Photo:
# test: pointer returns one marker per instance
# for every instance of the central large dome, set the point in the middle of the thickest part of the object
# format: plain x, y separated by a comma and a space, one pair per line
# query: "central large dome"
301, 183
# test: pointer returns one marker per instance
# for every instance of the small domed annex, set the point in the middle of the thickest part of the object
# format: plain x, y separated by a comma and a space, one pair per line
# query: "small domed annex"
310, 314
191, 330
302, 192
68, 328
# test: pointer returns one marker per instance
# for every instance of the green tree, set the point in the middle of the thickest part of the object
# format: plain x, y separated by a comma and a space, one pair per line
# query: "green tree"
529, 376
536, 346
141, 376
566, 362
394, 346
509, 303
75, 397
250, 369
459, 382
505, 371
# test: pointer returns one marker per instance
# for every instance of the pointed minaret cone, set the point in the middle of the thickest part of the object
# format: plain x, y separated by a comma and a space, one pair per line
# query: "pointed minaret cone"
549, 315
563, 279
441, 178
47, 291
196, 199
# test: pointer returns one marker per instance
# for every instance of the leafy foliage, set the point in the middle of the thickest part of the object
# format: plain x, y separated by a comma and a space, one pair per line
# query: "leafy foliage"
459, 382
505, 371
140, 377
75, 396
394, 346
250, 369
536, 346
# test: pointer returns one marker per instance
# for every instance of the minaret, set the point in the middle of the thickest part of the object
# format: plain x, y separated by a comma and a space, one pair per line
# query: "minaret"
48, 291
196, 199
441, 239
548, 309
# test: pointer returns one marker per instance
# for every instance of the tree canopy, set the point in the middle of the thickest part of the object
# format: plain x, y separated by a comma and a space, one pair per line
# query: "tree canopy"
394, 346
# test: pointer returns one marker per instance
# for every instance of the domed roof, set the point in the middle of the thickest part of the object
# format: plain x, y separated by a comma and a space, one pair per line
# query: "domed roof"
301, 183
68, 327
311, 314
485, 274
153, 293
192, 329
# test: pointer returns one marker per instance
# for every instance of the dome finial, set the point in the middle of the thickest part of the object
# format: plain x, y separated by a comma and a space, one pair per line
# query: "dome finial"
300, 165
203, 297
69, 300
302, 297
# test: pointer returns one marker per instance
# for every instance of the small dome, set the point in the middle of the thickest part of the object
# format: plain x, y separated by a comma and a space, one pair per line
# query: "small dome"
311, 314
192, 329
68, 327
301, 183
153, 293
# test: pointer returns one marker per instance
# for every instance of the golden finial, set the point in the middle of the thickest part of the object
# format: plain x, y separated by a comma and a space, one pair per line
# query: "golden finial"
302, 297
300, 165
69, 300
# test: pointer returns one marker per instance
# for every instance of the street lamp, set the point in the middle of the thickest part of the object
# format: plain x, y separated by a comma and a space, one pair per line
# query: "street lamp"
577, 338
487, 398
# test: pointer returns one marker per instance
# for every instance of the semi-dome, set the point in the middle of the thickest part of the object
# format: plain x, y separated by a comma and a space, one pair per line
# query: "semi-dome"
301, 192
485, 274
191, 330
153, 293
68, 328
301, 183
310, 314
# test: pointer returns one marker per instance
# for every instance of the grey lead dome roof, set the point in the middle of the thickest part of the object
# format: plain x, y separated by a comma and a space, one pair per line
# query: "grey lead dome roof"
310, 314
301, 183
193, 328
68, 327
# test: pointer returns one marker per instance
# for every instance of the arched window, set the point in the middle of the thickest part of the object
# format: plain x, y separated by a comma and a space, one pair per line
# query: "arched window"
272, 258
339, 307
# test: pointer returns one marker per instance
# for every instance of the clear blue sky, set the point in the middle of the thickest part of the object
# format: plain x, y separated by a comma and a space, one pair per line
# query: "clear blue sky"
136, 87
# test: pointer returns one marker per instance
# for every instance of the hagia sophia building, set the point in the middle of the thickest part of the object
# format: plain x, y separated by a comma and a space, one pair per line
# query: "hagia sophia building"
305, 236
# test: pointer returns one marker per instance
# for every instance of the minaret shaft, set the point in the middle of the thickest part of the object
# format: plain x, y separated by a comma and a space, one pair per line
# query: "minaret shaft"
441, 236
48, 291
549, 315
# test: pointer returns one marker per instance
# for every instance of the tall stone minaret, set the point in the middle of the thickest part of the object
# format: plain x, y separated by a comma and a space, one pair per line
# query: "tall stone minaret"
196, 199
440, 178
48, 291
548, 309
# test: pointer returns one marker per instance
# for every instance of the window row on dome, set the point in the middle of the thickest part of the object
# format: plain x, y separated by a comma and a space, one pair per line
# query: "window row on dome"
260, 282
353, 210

------------------------

Problem requirements: Write the data back out verbatim.

Answer to this exercise:
Photo:
# test: pointer returns one marker per instance
# for every instance of the central large dome, set the point in the middle of the thickest part of the object
# format: plain x, y separated by a comma and a space, one pair per line
# query: "central large dome"
301, 183
# test: pointer returns one marker per instance
# for every instance of the small domed annex, set the point in the middle of the thickest part of the object
# format: plain x, y separated by a comma and a space, one pair per line
# query: "small domed annex"
310, 314
191, 330
302, 192
68, 328
# test: pointer returns one marker per instance
# for every instance of the green tree, set the point in the middle of the thickest part of the object
# format: plain x, y separated by a comma and a space, one pair per line
# query: "green tree"
529, 376
536, 346
141, 376
566, 362
394, 346
509, 303
75, 397
250, 369
459, 382
505, 371
# test: pointer returns one marker per instance
# for every instance of the pointed minaret cone, set the point in the middle of the thickest part of the object
# format: plain x, y separated by a comma and a space, one pair per line
# query: "pointed minaret cone"
549, 315
563, 279
441, 178
47, 291
196, 199
# test: pointer returns one marker per instance
# for every instance of the leafy foliage, set the point in the middle of the thickest part of the object
# format: plain x, y separated by a comma and a space, one pair per line
# query: "leafy foliage"
459, 382
505, 371
140, 377
75, 396
394, 346
250, 369
536, 346
# test: pointer returns one marker per instance
# for every instance of the minaret, set the point in the middle of the thickest part of the object
# format: plain x, y separated by a comma and a space, one pair per line
# query: "minaret"
48, 291
196, 199
441, 239
548, 309
# test: pointer returns one marker per instance
# for every instance of the tree canopy, set the point in the middle of the thickest part of the object
# format: plain x, y separated by a comma and a space, one pair per line
# query: "tree canopy"
394, 346
# test: pointer returns one marker per instance
# for every instance of the domed roof, set the point in the middle of the thickest part of the object
# format: plain x, y separated by a comma and a space, one pair per line
# query: "domed roof"
301, 183
68, 327
311, 314
485, 274
153, 293
192, 329
# test: pointer returns one marker per instance
# for every instance of the dome finial, set the point in the middle of the thickest part of the object
# format: plain x, y separated by a comma and a space, one pair per line
# query: "dome finial"
300, 165
203, 297
69, 300
302, 297
# test: pointer returns one marker per instance
# for every instance of the small dome, set the point in the middle of the thickest part of the object
# format: plain x, y separated by a comma and a space, one pair per line
# query: "small dome"
311, 314
192, 329
68, 327
301, 183
153, 293
# test: pointer returns one marker per instance
# for every instance of the golden finial, set the point in the middle of the thickest part of the object
# format: plain x, y separated by a comma and a space, one pair per line
# query: "golden finial"
302, 297
300, 165
69, 300
# test: pointer returns one marker per instance
# for every instance of the street lamp, set the point in the middle of the thickest part of the object
# format: plain x, y separated by a comma and a space, one pair per line
# query: "street lamp"
577, 338
487, 398
# test: pointer returns one marker per instance
# for every instance of the semi-dome, set the point in the middle of the thickest part of the object
# format: plain x, y separated by a comma and a space, one pair per line
# query: "semi-dome"
301, 192
485, 274
191, 330
153, 293
68, 328
301, 183
310, 314
# test: pointer returns one marker per instance
# for every instance of the grey lead dome roof, set the point in the middle of the thickest part of the object
# format: plain x, y separated by a comma and a space, one pair per line
# query: "grey lead dome roof"
310, 314
301, 183
193, 328
68, 327
# test: pointer returns one marker per instance
# for every instance of the arched window, set the point in the middle of the thickest part of the object
# format: plain x, y separated by a comma and a space, one pair per line
# query: "arched window"
272, 258
339, 307
# test: pointer returns one marker per instance
# for every instance of the clear blue sky, set the point in the middle of the thickest part of the object
# format: plain x, y separated by a comma and a space, one pair per line
# query: "clear blue sky"
136, 87
# test: pointer returns one marker per instance
# for every instance of the hagia sophia building, set the point in the middle of the thickest part of the object
# format: plain x, y separated by a comma and a space, one pair per line
# query: "hagia sophia building"
305, 236
# test: pointer returns one marker per instance
# for every instance of the minaret shaft, set the point in the middle of the thickest part of the object
# format: plain x, y separated by a comma and a space, one pair per line
# query: "minaret shaft"
441, 236
48, 291
549, 315
# test: pointer returns one marker per instance
# for every instance of the tall stone minaret, set the point in the middle of the thickest part of the object
# format: plain x, y separated by a comma and a space, one pair per line
# query: "tall stone minaret"
196, 199
440, 178
48, 291
548, 309
# test: pointer returns one marker per instance
# for every instance of the window row on dome, set the point in the middle of the thickest part of the object
# format: plain x, y separated by a comma and a space, one pair per line
# query: "window row on dome"
260, 282
353, 210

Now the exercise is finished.